┌──

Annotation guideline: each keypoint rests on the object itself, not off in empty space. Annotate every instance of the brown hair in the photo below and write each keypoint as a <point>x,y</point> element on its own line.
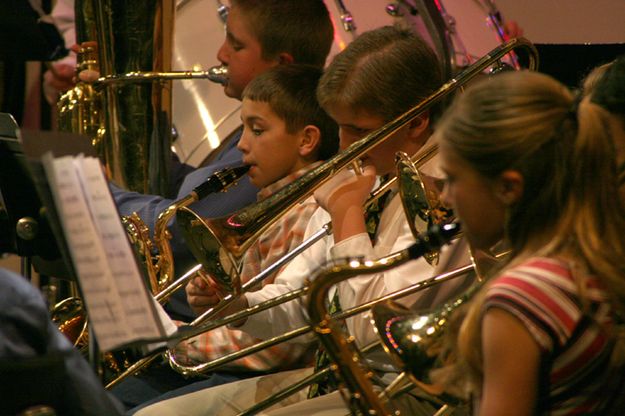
<point>529,122</point>
<point>385,71</point>
<point>302,28</point>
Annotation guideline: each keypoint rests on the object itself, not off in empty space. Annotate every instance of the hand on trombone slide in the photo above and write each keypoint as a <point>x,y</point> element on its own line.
<point>202,292</point>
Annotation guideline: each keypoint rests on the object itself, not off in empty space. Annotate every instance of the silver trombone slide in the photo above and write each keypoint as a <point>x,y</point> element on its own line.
<point>441,278</point>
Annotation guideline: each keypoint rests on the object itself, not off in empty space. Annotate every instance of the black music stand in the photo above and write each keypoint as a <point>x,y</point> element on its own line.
<point>32,230</point>
<point>24,36</point>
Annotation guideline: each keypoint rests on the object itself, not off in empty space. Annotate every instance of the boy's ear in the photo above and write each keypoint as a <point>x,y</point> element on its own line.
<point>510,187</point>
<point>285,58</point>
<point>310,139</point>
<point>419,125</point>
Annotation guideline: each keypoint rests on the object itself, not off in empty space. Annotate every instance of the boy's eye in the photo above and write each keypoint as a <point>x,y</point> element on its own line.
<point>357,131</point>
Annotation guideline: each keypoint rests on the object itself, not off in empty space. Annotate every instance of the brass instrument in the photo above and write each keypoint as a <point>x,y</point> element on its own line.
<point>349,362</point>
<point>407,174</point>
<point>159,267</point>
<point>219,243</point>
<point>155,255</point>
<point>405,180</point>
<point>126,109</point>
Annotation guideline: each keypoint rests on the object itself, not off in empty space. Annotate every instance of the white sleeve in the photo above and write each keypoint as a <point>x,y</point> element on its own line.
<point>394,235</point>
<point>290,315</point>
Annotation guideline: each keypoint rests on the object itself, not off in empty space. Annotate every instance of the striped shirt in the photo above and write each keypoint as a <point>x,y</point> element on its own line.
<point>575,348</point>
<point>278,240</point>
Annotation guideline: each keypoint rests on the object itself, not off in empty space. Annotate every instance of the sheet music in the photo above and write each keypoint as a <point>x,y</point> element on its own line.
<point>119,305</point>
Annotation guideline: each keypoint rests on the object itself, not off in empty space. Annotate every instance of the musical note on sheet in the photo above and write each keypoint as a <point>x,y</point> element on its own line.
<point>118,303</point>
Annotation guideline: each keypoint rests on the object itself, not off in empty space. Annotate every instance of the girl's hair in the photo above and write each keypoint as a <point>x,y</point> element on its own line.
<point>607,88</point>
<point>290,92</point>
<point>530,123</point>
<point>302,28</point>
<point>385,71</point>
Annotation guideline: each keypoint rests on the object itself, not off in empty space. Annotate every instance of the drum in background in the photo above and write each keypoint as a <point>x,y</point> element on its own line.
<point>353,17</point>
<point>203,115</point>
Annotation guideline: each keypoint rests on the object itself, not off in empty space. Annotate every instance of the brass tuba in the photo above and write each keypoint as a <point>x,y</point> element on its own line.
<point>130,122</point>
<point>219,243</point>
<point>125,104</point>
<point>354,374</point>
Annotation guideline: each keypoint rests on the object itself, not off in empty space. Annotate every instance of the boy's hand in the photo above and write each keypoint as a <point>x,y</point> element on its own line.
<point>345,189</point>
<point>343,196</point>
<point>202,294</point>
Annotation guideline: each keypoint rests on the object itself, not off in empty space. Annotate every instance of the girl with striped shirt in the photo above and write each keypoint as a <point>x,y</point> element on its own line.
<point>527,167</point>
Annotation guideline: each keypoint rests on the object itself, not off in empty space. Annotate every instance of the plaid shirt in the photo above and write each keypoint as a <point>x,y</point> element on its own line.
<point>281,238</point>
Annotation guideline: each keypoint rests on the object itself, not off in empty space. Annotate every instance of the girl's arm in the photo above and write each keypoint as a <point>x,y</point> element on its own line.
<point>511,366</point>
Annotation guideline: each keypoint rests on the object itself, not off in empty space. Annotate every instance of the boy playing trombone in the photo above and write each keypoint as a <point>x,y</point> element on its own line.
<point>360,90</point>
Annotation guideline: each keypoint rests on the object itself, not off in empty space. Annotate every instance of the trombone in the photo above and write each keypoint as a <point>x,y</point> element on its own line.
<point>219,243</point>
<point>407,171</point>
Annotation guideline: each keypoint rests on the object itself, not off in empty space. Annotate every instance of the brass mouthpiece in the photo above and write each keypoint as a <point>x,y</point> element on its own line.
<point>218,74</point>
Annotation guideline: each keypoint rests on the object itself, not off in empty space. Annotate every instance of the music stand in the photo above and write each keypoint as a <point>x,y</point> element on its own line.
<point>31,229</point>
<point>24,36</point>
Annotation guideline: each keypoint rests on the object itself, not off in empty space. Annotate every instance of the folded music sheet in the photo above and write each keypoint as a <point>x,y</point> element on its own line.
<point>120,307</point>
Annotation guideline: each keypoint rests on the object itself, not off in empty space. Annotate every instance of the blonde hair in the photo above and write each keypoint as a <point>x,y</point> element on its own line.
<point>530,123</point>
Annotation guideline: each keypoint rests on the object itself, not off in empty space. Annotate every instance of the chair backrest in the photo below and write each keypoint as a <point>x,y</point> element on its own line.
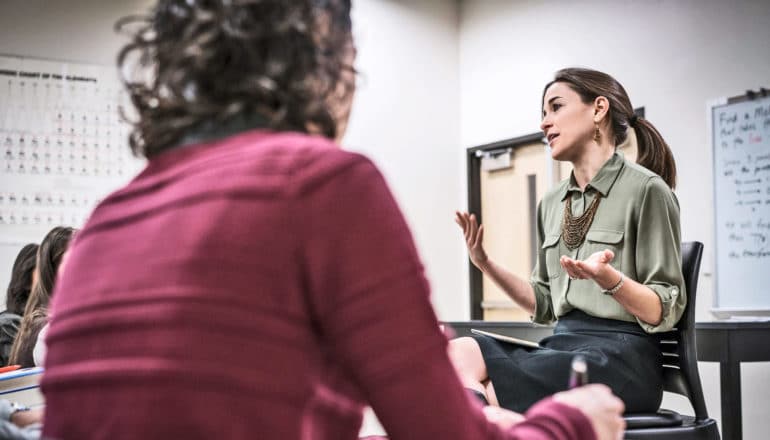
<point>680,361</point>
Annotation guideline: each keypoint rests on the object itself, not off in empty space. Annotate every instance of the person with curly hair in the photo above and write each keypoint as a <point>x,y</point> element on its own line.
<point>254,280</point>
<point>16,298</point>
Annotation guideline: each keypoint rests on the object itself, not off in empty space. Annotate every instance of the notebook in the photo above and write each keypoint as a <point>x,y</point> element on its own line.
<point>22,386</point>
<point>508,339</point>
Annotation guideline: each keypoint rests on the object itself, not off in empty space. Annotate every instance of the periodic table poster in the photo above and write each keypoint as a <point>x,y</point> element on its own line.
<point>63,148</point>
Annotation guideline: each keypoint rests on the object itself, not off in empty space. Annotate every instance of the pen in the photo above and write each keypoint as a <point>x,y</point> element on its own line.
<point>578,372</point>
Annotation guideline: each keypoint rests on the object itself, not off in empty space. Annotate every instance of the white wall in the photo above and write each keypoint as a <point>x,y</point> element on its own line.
<point>406,118</point>
<point>77,31</point>
<point>672,56</point>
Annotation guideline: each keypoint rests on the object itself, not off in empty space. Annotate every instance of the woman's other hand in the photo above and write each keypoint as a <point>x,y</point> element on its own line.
<point>595,267</point>
<point>603,409</point>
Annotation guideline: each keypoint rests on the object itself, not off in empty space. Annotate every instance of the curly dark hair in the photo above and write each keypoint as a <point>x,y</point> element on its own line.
<point>49,257</point>
<point>192,62</point>
<point>21,279</point>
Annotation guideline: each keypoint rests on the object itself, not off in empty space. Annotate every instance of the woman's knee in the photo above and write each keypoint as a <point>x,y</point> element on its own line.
<point>467,359</point>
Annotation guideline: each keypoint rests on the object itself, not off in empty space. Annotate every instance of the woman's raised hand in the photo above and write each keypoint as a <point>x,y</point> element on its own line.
<point>474,237</point>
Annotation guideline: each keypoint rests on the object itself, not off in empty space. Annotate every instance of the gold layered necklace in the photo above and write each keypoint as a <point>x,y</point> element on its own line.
<point>574,229</point>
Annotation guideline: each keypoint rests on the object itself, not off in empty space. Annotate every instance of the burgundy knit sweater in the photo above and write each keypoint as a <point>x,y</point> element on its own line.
<point>264,286</point>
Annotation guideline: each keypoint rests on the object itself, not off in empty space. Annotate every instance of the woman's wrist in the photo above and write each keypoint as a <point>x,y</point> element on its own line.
<point>609,279</point>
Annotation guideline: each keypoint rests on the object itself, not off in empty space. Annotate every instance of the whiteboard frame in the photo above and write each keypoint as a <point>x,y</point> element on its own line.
<point>723,312</point>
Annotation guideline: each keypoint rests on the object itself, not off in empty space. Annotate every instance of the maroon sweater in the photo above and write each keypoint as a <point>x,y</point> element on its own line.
<point>264,286</point>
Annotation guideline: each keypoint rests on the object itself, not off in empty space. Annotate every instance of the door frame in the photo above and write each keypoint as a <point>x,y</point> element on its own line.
<point>473,160</point>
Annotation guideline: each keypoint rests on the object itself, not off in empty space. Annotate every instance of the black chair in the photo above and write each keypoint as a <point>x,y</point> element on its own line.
<point>680,372</point>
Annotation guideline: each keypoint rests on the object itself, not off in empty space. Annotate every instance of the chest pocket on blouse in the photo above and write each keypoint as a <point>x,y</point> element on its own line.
<point>552,255</point>
<point>600,240</point>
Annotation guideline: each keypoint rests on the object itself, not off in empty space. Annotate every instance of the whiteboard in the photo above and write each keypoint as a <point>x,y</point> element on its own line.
<point>63,147</point>
<point>741,148</point>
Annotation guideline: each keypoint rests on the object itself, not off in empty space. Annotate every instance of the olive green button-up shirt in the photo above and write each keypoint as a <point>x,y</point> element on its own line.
<point>637,219</point>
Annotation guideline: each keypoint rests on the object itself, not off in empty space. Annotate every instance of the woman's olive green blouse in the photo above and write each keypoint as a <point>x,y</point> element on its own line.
<point>637,219</point>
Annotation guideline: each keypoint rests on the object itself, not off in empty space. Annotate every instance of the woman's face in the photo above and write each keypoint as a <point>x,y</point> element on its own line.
<point>568,123</point>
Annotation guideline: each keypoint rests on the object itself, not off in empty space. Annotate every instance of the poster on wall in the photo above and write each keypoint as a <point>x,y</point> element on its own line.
<point>63,147</point>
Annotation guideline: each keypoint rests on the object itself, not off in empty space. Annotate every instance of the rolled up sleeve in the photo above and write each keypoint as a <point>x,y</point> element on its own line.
<point>540,280</point>
<point>658,253</point>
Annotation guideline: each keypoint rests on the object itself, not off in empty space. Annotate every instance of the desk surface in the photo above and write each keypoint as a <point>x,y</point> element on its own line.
<point>732,341</point>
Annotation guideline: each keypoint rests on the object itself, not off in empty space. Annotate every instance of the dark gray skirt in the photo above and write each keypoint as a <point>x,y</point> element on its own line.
<point>619,354</point>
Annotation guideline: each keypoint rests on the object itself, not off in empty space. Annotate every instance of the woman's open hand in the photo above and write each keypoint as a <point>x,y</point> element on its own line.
<point>474,237</point>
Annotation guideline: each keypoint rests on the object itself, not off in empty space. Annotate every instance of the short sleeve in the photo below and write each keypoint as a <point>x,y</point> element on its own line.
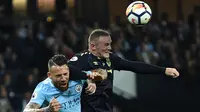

└──

__Stated task__: Reproduce everything from the line containing "of the poster" down to the line containing "<point>732,341</point>", substituting "tabletop" for "desk surface" and leaving all else unchanged.

__Completed exercise__:
Annotation guideline: each keypoint rests on the object itself, not off in empty space. Annotate every instance of the poster on wall in the photo above and write each keypoint as a <point>x,y</point> element on its own line.
<point>63,147</point>
Annotation guideline: each keypoint rests on the object itself, not off in empty space. Annotate every instance of the rolled up sleeve in the photo above and write each keypoint as a <point>x,y</point> element on its own line.
<point>540,280</point>
<point>658,253</point>
Annotation guideline: each keypoint rests on the object itself, not off in empty space. Annotate every instance of the tabletop in the photo above and write each keypoint as a <point>x,y</point> element on its own line.
<point>732,341</point>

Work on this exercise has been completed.